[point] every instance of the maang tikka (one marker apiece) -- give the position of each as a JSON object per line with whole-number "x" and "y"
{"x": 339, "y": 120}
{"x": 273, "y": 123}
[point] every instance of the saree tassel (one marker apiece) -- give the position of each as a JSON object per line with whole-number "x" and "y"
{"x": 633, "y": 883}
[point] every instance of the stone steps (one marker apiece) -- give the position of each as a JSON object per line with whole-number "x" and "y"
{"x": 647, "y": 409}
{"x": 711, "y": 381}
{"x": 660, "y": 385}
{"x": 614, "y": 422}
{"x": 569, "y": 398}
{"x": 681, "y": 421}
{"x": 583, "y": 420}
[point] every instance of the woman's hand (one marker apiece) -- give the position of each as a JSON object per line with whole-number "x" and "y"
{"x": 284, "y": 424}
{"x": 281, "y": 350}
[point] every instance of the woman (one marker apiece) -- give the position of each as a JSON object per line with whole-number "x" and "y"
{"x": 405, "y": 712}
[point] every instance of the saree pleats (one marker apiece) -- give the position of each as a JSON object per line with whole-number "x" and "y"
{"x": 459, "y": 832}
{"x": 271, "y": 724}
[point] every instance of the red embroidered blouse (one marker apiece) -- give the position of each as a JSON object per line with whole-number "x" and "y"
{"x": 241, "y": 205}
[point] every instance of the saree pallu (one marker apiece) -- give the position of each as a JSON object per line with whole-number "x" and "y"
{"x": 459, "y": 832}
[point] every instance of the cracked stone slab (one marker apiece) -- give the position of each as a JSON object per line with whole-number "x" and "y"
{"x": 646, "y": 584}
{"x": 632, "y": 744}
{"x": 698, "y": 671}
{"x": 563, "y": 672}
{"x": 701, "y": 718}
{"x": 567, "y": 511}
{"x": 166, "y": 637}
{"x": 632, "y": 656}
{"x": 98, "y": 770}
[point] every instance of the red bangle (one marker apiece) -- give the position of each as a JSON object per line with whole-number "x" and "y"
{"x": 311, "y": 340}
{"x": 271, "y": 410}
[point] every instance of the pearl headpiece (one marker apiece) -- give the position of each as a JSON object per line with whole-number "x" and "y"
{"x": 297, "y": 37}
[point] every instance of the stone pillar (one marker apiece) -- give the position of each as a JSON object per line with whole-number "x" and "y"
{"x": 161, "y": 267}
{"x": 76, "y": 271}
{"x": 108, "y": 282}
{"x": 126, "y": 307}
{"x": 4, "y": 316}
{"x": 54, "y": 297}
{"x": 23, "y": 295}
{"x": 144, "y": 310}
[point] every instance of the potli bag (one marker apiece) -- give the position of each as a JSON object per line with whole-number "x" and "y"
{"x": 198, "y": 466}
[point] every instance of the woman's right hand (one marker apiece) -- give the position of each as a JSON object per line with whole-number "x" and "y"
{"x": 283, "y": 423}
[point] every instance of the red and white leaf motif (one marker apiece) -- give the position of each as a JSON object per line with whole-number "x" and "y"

|---|

Task description | Line by line, copy the records exactly.

Response to the task |
[point] every instance of the maang tikka (one marker apiece) -- give the position of each as a JSON object per line with whole-number "x" and "y"
{"x": 339, "y": 120}
{"x": 273, "y": 123}
[point] every instance of the saree tassel (one marker apiece) -- give the position of each as a JSON object per line with whole-number "x" and "y"
{"x": 633, "y": 883}
[point] every instance of the stone steps (one marker apiece) -- give the position of each as a JSON object per line with whole-number "x" and "y"
{"x": 647, "y": 409}
{"x": 711, "y": 381}
{"x": 660, "y": 385}
{"x": 614, "y": 422}
{"x": 569, "y": 398}
{"x": 681, "y": 421}
{"x": 583, "y": 420}
[point] every instance of the woman's hand (one marker apiece) -- give the position of each as a JSON object per line with whole-number "x" and "y"
{"x": 284, "y": 424}
{"x": 281, "y": 350}
[point] every instance of the woman (one marker apiece) -- give the position of each as a JSON object per line with whole-number "x" and "y"
{"x": 405, "y": 712}
[point] every instance of the saree pleats (one marker apiece) -- give the position of each as a JSON object per line with whole-number "x" and "y"
{"x": 459, "y": 832}
{"x": 271, "y": 724}
[point] every instance of the red embroidered blouse (one marker apiece) -- give the position of each as a JSON object per line with whole-number "x" and "y"
{"x": 241, "y": 205}
[point] every instance of the saree pallu (one marker apiece) -- give the position of each as a JSON object per line with whole-number "x" and "y"
{"x": 459, "y": 832}
[point] every instance of the cracked stone slab (one marker apiece) -- give the position of each as a JSON object per line with whole-number "x" and "y"
{"x": 646, "y": 584}
{"x": 632, "y": 744}
{"x": 698, "y": 671}
{"x": 563, "y": 672}
{"x": 701, "y": 718}
{"x": 567, "y": 511}
{"x": 166, "y": 637}
{"x": 632, "y": 656}
{"x": 98, "y": 770}
[point] every instance of the red bangle (one marker apiece) -- give the position of each as a JSON object per line with whole-number "x" and "y"
{"x": 311, "y": 340}
{"x": 271, "y": 410}
[point] every instance of the pearl headpiece (one marker apiece) -- give the position of each as a JSON object per line with whole-number "x" and "y"
{"x": 297, "y": 37}
[point] every instance of the stone pillar (one marker apiece) -- give the position of each as a JSON object per line with whole-number "x" and "y"
{"x": 161, "y": 267}
{"x": 76, "y": 271}
{"x": 108, "y": 282}
{"x": 126, "y": 307}
{"x": 4, "y": 316}
{"x": 54, "y": 297}
{"x": 23, "y": 295}
{"x": 144, "y": 310}
[point] every instance of the potli bag (one marker apiece) -- give the position of each as a JSON object per line with whole-number "x" and "y"
{"x": 198, "y": 466}
[point] every instance of the woman's right hand (one marker apiece) -- give the position of each as a JSON object per line with whole-number "x" and "y"
{"x": 283, "y": 423}
[point] every instance of the red and white leaf motif (one marker apiece) -- give the position of each as a JSON object per line with whole-number "x" and "y"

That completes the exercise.